One of the world’s biggest family trees to ever be assembled has been created by a renowned “genome hacker.”
Yaniv Erlich recently presented what may be largest family tree, comprised of 13 million people and stretching back to the 15th century, at the American Society of Human Genetics annual meeting in Boston on Oct. 24, Nature reports.
Erlich, a computational biologist, created the massive tree by using more than 43 million public profiles, such as birth and death certificates, from the genealogy website geni.com. His team assembled numerous family trees, but one drawn from a few thousand individuals was 13 million people in size.
On Erlich’s website, he explains the details surrounding the family tree.
“Geni.com allows genealogists to enter their family trees into the website and to create profiles of family members with basic demographic information such as sex, birth date, marital status, and location,” Erlich writes about the project, known as FamiLinx. “We used graph algorithms to clean the data and organize the pedigrees into fast accessible formats. We also employed natural language processing to tokenize birth, residence, death, and burial locations of individuals and converted this information into quantitative longitude and latitude.”
Described as “crowd-sourced genealogy,” individuals belonging to the FamiLinx family trees remain anonymous. “We removed any explicit identifiers from data such as first names, surnames, exact date of birth or date of death,” according to the website.

YOUR ASSIGNMENT:
Print the family tree article above word for word, in full.

INFORMATION GIVEN:
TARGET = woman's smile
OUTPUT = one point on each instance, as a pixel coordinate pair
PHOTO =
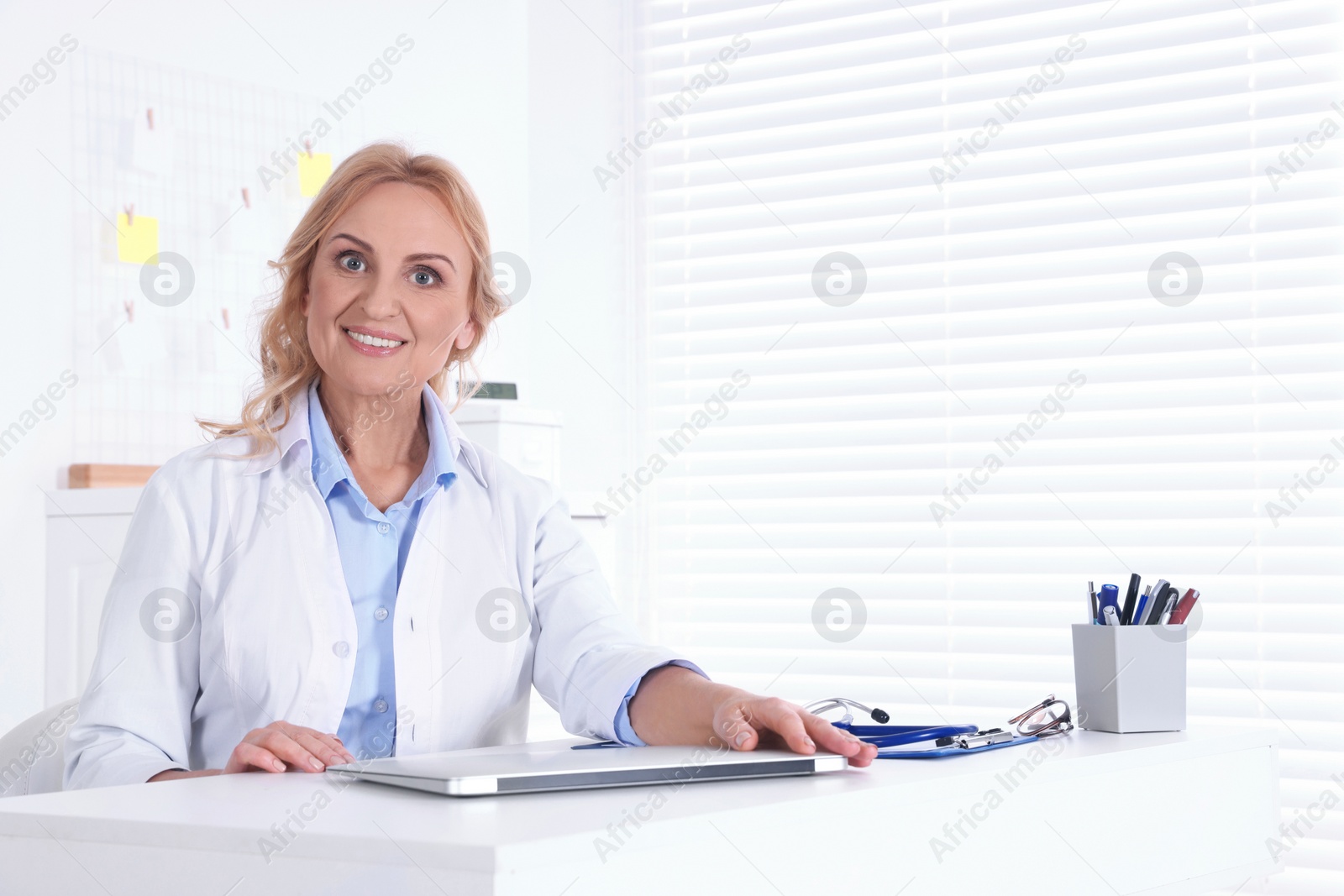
(373, 342)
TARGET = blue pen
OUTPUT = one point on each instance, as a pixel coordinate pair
(1109, 598)
(1142, 600)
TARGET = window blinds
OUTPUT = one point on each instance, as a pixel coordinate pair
(954, 307)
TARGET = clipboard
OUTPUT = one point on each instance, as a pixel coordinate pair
(937, 752)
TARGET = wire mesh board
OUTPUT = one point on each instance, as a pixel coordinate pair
(170, 262)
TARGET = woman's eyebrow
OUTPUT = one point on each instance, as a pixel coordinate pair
(354, 239)
(417, 257)
(423, 257)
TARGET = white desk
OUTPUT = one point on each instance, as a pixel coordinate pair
(1162, 813)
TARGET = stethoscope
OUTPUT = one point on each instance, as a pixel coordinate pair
(884, 735)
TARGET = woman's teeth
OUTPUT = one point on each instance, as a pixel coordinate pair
(373, 340)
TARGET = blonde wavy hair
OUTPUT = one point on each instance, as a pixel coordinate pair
(286, 360)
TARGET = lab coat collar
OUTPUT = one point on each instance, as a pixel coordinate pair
(293, 430)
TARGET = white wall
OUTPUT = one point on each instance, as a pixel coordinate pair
(519, 94)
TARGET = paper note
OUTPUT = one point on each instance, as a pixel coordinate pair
(151, 149)
(313, 172)
(138, 239)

ANSWER FOR THIS EXERCISE:
One of the world’s biggest family trees to ever be assembled has been created by a renowned “genome hacker.”
Yaniv Erlich recently presented what may be largest family tree, comprised of 13 million people and stretching back to the 15th century, at the American Society of Human Genetics annual meeting in Boston on Oct. 24, Nature reports.
Erlich, a computational biologist, created the massive tree by using more than 43 million public profiles, such as birth and death certificates, from the genealogy website geni.com. His team assembled numerous family trees, but one drawn from a few thousand individuals was 13 million people in size.
On Erlich’s website, he explains the details surrounding the family tree.
“Geni.com allows genealogists to enter their family trees into the website and to create profiles of family members with basic demographic information such as sex, birth date, marital status, and location,” Erlich writes about the project, known as FamiLinx. “We used graph algorithms to clean the data and organize the pedigrees into fast accessible formats. We also employed natural language processing to tokenize birth, residence, death, and burial locations of individuals and converted this information into quantitative longitude and latitude.”
Described as “crowd-sourced genealogy,” individuals belonging to the FamiLinx family trees remain anonymous. “We removed any explicit identifiers from data such as first names, surnames, exact date of birth or date of death,” according to the website.